### WHAT IS BEING ASKED
Give only the lines from the one containing "the round wall" through the end of the material below, exactly as written.

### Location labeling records
☆ ☆ ☆

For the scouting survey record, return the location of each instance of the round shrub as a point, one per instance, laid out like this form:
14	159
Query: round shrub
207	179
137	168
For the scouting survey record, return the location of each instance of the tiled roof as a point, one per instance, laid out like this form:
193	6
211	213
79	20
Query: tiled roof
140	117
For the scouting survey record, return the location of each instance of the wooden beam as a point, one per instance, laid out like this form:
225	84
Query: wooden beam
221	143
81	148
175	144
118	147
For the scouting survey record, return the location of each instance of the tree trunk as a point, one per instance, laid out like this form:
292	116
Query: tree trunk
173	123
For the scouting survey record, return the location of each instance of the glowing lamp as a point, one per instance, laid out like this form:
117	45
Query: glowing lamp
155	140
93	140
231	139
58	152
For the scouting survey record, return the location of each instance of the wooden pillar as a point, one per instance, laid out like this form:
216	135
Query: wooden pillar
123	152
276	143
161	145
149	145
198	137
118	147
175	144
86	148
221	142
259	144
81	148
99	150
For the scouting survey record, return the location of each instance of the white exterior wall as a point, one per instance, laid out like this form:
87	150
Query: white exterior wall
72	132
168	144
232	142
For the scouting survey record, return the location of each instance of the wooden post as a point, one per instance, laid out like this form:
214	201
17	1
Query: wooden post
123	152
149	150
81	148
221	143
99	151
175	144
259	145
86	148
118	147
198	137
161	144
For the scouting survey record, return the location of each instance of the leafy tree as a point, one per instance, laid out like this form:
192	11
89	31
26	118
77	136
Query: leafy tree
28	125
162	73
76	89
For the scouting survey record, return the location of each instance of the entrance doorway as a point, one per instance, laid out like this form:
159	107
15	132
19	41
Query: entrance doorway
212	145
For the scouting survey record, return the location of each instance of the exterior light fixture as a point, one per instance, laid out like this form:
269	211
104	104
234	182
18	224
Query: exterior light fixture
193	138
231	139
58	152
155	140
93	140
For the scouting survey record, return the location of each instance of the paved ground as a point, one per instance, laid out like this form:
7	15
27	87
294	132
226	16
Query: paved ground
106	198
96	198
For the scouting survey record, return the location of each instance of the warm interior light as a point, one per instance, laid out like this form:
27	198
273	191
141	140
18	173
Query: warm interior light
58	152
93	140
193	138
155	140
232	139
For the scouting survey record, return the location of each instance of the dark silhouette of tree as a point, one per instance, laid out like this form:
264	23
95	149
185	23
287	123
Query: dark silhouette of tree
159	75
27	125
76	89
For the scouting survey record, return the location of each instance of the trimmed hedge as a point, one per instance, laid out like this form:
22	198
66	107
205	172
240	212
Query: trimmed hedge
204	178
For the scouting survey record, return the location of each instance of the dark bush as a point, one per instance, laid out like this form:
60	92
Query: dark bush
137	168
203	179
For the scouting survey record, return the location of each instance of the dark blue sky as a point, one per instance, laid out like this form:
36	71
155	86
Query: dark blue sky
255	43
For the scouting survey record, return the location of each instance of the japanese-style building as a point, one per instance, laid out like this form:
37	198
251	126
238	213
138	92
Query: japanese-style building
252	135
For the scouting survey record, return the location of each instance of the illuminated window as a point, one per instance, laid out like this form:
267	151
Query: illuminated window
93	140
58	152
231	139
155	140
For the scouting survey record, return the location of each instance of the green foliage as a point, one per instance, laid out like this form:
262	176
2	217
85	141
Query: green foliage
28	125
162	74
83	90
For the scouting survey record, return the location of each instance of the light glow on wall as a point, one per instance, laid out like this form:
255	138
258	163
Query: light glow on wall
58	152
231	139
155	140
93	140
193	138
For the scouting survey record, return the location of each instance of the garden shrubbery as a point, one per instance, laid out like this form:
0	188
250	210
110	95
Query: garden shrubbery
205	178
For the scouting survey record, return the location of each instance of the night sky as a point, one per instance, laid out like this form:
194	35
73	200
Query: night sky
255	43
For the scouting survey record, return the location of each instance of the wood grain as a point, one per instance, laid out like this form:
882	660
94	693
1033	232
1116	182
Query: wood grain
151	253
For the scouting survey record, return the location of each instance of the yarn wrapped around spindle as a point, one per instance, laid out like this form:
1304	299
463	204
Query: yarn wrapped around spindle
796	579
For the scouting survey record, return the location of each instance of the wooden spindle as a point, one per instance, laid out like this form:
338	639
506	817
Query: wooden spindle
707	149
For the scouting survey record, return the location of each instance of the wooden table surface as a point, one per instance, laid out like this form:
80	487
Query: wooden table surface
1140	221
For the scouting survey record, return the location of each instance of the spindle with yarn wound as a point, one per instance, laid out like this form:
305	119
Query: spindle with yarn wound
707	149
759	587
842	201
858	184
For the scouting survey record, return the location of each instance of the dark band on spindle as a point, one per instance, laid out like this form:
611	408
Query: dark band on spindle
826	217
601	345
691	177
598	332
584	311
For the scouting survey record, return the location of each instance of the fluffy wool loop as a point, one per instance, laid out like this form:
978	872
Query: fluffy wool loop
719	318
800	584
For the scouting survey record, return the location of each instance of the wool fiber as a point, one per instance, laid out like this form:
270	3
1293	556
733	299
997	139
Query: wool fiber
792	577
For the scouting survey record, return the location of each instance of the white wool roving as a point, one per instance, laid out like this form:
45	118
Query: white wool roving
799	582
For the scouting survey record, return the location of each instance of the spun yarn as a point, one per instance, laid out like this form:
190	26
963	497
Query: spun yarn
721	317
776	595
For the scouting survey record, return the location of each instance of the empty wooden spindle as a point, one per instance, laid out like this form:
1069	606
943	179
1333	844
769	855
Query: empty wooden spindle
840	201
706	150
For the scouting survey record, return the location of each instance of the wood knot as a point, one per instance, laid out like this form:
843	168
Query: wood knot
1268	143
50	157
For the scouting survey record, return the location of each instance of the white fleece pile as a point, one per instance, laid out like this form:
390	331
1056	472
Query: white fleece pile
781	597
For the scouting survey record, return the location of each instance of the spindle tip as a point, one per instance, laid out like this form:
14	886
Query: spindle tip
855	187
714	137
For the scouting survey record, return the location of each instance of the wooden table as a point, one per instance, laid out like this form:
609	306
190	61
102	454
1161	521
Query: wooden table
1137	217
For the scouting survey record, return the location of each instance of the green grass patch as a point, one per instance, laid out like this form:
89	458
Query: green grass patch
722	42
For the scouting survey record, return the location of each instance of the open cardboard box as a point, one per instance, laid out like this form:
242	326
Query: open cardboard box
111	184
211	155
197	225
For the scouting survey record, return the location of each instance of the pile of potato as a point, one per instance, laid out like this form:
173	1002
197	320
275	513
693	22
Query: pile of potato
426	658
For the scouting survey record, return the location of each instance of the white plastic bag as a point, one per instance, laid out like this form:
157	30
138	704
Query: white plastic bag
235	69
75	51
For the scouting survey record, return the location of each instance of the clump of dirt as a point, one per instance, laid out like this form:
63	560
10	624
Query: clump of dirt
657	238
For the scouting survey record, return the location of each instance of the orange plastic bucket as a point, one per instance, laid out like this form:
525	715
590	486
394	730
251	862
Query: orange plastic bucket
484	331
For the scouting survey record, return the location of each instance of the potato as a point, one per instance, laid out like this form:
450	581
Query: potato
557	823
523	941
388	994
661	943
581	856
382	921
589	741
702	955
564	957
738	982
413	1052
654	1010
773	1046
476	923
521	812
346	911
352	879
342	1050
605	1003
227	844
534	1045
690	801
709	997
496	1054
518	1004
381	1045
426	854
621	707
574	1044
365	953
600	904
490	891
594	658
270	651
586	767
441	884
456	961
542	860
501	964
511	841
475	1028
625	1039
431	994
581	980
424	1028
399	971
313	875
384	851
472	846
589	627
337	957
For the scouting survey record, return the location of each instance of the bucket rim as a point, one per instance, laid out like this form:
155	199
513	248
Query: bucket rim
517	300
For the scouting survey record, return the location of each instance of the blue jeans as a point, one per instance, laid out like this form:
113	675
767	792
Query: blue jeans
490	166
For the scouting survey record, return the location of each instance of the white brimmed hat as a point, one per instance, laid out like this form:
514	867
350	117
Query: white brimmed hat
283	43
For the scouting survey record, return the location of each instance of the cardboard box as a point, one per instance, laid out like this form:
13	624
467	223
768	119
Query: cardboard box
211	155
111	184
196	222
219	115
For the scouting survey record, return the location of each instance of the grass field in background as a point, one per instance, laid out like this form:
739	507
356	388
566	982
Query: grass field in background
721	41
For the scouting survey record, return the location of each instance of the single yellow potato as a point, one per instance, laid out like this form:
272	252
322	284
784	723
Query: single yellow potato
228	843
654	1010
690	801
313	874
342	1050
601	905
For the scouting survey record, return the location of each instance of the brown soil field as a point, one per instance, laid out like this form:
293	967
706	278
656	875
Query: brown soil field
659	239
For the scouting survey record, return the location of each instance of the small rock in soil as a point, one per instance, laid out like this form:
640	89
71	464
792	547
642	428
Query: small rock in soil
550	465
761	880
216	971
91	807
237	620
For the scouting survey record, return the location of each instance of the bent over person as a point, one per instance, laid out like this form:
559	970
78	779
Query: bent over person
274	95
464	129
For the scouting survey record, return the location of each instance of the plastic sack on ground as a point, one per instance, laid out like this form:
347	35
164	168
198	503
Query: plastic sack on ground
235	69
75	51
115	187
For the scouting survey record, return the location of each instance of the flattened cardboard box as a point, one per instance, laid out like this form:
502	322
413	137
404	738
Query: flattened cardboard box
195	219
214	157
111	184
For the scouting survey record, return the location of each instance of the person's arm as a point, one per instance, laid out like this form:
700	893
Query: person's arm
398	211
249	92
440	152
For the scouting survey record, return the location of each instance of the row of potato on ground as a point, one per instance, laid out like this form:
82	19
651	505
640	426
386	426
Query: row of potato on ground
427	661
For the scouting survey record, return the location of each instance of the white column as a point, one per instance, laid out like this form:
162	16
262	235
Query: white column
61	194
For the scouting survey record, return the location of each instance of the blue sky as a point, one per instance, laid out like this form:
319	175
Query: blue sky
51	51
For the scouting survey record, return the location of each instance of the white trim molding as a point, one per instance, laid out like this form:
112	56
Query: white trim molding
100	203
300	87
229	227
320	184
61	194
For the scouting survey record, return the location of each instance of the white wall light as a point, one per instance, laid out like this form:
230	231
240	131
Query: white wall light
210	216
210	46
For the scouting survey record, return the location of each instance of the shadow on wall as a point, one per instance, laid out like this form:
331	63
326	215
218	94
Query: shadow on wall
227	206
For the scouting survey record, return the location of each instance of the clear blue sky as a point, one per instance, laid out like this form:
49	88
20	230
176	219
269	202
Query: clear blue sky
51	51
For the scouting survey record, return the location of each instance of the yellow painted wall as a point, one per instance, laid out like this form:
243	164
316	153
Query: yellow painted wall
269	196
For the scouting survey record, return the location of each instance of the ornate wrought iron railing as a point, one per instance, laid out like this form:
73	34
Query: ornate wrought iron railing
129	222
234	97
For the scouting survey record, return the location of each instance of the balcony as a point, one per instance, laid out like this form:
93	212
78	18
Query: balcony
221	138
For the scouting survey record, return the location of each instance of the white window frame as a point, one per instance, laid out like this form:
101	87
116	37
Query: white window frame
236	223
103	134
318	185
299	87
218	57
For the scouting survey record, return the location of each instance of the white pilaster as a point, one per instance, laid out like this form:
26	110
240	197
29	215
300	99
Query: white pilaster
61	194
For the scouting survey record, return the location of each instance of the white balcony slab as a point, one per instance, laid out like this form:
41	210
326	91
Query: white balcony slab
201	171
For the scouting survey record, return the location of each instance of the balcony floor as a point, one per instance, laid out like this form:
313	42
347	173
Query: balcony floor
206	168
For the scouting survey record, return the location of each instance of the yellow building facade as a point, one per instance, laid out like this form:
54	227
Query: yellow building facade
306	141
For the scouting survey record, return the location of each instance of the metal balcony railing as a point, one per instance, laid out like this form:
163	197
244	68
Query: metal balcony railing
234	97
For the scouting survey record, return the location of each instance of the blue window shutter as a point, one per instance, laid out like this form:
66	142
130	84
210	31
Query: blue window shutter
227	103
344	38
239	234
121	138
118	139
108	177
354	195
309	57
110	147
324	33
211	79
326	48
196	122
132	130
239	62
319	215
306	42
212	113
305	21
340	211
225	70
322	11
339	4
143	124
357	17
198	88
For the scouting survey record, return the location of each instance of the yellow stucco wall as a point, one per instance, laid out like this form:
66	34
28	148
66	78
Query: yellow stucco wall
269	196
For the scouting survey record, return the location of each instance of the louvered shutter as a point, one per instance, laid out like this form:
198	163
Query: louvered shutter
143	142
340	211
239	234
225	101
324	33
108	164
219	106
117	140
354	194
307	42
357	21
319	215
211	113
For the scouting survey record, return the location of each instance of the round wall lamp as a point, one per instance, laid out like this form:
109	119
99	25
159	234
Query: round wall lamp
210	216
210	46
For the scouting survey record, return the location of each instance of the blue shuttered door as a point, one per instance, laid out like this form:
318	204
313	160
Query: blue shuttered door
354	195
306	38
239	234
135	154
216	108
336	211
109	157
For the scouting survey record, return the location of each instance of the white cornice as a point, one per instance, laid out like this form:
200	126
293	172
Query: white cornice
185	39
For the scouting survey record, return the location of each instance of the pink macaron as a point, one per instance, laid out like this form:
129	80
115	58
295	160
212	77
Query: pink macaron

☆ ☆ ☆

### ANSWER IN FULL
For the scouting survey record, return the location of each instance of the round wall lamp as a point, one per instance, laid out like this form:
109	119
99	25
159	234
Query: round wall lamp
210	216
210	46
For the scouting survey record, return the location of each instance of the blue shuttered door as a point, one per instance, laid out like this form:
318	204
313	160
Query: blue shuttered door
354	195
306	38
239	234
135	154
216	108
336	211
109	157
For the scouting survey record, return the location of each instance of the white cornice as a point, one per instance, laid out like this form:
200	126
293	172
Query: white cornice
185	39
For the scouting survey record, return the location of each instance of the pink macaron as a point, one per instance, laid out like this form:
129	80
115	58
295	160
212	77
Query: pink macaron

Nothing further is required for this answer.